DATA IN THIS EXERCISE:
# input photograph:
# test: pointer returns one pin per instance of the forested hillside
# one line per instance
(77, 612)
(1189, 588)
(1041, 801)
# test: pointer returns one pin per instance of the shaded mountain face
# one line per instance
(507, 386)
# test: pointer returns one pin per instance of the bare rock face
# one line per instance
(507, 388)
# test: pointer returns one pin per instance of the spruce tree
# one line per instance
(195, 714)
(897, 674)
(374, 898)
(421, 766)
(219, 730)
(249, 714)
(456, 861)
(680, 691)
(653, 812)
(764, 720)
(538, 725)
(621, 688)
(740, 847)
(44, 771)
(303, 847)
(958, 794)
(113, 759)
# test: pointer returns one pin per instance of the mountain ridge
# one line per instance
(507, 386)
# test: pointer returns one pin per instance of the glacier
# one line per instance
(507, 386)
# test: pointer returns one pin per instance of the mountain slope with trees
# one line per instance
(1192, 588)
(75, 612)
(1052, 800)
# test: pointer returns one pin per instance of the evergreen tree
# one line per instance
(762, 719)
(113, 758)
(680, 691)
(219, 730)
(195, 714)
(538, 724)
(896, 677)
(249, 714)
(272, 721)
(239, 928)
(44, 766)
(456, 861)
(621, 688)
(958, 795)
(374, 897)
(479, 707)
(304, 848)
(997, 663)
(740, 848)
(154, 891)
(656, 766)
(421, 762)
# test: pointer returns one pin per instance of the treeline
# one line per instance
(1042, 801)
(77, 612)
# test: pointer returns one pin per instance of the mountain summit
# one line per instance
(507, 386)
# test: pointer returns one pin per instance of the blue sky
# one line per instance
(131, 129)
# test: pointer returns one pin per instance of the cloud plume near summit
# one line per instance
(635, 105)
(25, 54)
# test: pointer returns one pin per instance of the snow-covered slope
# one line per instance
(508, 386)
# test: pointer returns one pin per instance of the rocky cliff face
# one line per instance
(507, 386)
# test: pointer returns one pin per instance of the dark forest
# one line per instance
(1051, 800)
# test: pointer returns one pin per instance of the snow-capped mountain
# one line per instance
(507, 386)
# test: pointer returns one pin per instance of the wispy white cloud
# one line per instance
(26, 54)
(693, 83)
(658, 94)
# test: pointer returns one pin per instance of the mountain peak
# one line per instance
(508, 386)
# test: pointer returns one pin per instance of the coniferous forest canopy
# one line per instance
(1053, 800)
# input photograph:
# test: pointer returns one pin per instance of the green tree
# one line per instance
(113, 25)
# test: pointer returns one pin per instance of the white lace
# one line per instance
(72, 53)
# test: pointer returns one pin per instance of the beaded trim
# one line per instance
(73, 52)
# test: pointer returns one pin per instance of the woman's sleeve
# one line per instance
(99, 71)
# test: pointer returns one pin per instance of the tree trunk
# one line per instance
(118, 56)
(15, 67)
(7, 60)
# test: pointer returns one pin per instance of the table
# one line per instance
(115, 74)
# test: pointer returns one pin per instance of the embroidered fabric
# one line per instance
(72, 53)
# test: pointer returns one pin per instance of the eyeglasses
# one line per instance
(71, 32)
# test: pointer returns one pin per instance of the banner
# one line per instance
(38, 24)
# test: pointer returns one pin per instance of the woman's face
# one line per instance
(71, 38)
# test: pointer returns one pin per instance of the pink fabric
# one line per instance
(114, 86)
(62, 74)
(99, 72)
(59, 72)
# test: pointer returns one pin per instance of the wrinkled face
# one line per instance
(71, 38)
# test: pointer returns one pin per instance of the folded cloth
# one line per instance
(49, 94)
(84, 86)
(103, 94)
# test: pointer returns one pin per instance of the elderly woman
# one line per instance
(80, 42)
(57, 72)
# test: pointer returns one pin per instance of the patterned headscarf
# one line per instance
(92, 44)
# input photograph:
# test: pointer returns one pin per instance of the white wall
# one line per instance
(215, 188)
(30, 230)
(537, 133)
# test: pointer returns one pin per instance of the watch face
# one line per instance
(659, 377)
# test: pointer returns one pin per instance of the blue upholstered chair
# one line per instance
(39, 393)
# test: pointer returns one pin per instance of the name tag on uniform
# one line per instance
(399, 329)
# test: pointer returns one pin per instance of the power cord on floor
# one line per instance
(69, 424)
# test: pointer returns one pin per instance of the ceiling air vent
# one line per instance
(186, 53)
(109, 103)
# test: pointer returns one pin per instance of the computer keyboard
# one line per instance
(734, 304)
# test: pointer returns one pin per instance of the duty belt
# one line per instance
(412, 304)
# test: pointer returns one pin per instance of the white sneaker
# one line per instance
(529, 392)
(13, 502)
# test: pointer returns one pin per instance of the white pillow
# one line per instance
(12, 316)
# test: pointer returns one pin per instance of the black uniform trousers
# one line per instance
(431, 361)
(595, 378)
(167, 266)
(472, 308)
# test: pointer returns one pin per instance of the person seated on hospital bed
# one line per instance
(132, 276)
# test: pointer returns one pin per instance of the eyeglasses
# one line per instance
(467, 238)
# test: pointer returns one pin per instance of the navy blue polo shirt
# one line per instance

WHAT THE EXERCISE ASKS:
Wherever the word "snow" appears in the listing above, copy that line.

REPLY:
# test: pointer returns one pin per instance of the snow-covered slope
# test: pointer returns one pin per instance of the snow-capped mountain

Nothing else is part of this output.